Le violoniste - Mechtild Borrmann
A force d'y être habitué, on ne mesure plus la chance d'être né et de vivre en démocratie, dans un pays de libre expression. En URSS, pendant des décennies, mieux valait ne pas se faire remarquer (et encore, parfois, ça ne suffisait pas) et éviter de déplaire au régime. C'est ce contexte de dictature implacable que choisit Mechtild Borrmann pour mettre en scène son roman policier dont le héros est un célèbre violoniste Ilja Grenko ou même plutôt son violon, un Stradivarius fabriqué au XVIIIème siècle et offert à son arrière- arrière grand-père par le tsar Nicolas II. Une origine, bien sûr, qu'il a fallu taire après la révolution de 1917 tandis que le violon a continué à se transmettre de pères en fils.
De toutes les générations qui se sont succédées aux commandes de ce superbe instrument, Ilja est sans conteste le plus doué. Applaudi dans le monde entier, il est, en 1948 au sommet de sa gloire qu'il partage avec sa jolie femme, Galina, et leurs deux très jeunes enfants, Pietr et Ossip. Aussi reste-t-il totalement incrédule lorsqu'au sortir d'une représentation il est arrêté par deux hommes et conduit à la Loubianka, le siège du KGB. Humilié, enfermé, frappé, dépouillé de ses affaires, il veut encore croire au malentendu mais finit, exténué moralement et physiquement par signer des aveux, contre la promesse que sa famille ne sera pas inquiétée. Il est condamné à vingt ans de goulag tandis que sa femme et ses enfants sont envoyés en exil au Kazakstan, sans qu'il le sache. La version officielle que l'on peut lire dans la Pravda est que Ilja Grenko, traitre à la patrie a fui et trouvé refuge à Vienne. Galina, d'abord sceptique est peu à peu convaincue par les arguments de l'ancien professeur de Grenko et part donc en exil en pensant que son mari les a réellement abandonnés. Quant au violon... Il a tout simplement disparu.

> _TRAVAIL DEMANDÉ_
**A.** Répondez à ces questions sur le passage consacré au roman « Le violoniste » :
(i) Qui a offert le Stradivarius à l'arrière-arrière-grand-père d'Ilja Grenko ?
(ii) À combien d'années de goulag Ilja Grenko est-il condamné ?
(iii) D'après la version officielle publiée dans la Pravda, dans quelle ville Ilja Grenko aurait-il trouvé refuge ?
**B.** Reproduisez fidèlement la partie du passage consacré au roman « Le violoniste » qui s'ouvre sur les mots « Le violoniste - Mechtild » et se termine par les mots « pères en fils. ».

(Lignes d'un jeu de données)
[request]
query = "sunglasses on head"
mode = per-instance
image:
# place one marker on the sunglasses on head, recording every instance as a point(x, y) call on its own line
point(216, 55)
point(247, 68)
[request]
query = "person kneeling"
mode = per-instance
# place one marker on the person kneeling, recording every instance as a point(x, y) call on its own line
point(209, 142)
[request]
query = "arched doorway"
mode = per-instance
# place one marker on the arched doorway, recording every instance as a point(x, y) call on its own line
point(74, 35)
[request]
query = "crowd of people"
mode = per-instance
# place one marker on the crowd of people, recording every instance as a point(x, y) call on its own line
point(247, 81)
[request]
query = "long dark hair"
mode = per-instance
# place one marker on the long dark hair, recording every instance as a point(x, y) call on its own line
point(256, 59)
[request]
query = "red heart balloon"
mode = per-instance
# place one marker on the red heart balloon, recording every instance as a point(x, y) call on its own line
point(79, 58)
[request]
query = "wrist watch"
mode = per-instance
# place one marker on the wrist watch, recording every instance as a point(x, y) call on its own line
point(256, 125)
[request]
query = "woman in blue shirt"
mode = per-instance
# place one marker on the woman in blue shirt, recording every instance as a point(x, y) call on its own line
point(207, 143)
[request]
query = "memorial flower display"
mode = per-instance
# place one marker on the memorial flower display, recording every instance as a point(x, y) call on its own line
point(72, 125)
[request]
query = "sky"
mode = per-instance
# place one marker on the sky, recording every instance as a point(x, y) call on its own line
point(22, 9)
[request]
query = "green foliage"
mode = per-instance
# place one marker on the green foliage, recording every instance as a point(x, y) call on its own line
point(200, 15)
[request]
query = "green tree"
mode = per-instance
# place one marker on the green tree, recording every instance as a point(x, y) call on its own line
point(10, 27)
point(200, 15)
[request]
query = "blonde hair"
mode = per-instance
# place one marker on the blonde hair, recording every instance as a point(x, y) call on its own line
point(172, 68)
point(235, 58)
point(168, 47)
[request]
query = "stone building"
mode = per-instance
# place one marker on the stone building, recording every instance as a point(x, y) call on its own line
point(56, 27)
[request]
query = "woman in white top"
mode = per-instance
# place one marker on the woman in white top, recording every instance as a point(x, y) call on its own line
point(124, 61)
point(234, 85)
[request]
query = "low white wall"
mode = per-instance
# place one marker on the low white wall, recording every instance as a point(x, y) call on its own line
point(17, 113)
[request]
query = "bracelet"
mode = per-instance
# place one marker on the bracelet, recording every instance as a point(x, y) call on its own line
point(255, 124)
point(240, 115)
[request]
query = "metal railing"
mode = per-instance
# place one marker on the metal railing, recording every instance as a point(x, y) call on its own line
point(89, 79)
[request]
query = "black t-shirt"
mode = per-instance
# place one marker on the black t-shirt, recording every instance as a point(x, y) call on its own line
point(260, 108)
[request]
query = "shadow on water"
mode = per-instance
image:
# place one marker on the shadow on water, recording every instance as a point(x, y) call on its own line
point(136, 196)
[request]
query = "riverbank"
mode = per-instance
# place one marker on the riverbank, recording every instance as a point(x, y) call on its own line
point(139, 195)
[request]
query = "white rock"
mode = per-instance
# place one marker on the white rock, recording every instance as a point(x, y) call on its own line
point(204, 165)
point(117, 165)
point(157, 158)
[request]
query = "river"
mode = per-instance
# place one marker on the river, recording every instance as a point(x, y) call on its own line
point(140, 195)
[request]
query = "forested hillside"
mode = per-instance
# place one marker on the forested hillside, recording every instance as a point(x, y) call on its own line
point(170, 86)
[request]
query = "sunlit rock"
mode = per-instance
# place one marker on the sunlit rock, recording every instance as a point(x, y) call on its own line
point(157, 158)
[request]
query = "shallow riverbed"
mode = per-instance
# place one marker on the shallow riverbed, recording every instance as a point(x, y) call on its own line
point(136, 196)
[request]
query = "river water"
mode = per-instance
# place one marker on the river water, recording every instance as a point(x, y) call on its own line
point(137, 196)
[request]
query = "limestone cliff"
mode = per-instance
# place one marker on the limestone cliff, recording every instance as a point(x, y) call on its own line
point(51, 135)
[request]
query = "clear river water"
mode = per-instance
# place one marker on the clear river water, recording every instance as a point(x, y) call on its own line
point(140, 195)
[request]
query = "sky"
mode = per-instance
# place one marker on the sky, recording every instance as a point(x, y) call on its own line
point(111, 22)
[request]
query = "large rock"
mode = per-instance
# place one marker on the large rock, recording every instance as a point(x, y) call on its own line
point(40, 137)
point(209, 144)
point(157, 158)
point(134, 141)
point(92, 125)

> _CORRIGÉ DES EXERCICES_
**A.**
(i) Le tsar Nicolas II.
(ii) À vingt ans de goulag.
(iii) À Vienne.

**B.**
Le violoniste - Mechtild Borrmann
A force d'y être habitué, on ne mesure plus la chance d'être né et de vivre en démocratie, dans un pays de libre expression. En URSS, pendant des décennies, mieux valait ne pas se faire remarquer (et encore, parfois, ça ne suffisait pas) et éviter de déplaire au régime. C'est ce contexte de dictature implacable que choisit Mechtild Borrmann pour mettre en scène son roman policier dont le héros est un célèbre violoniste Ilja Grenko ou même plutôt son violon, un Stradivarius fabriqué au XVIIIème siècle et offert à son arrière- arrière grand-père par le tsar Nicolas II. Une origine, bien sûr, qu'il a fallu taire après la révolution de 1917 tandis que le violon a continué à se transmettre de pères en fils.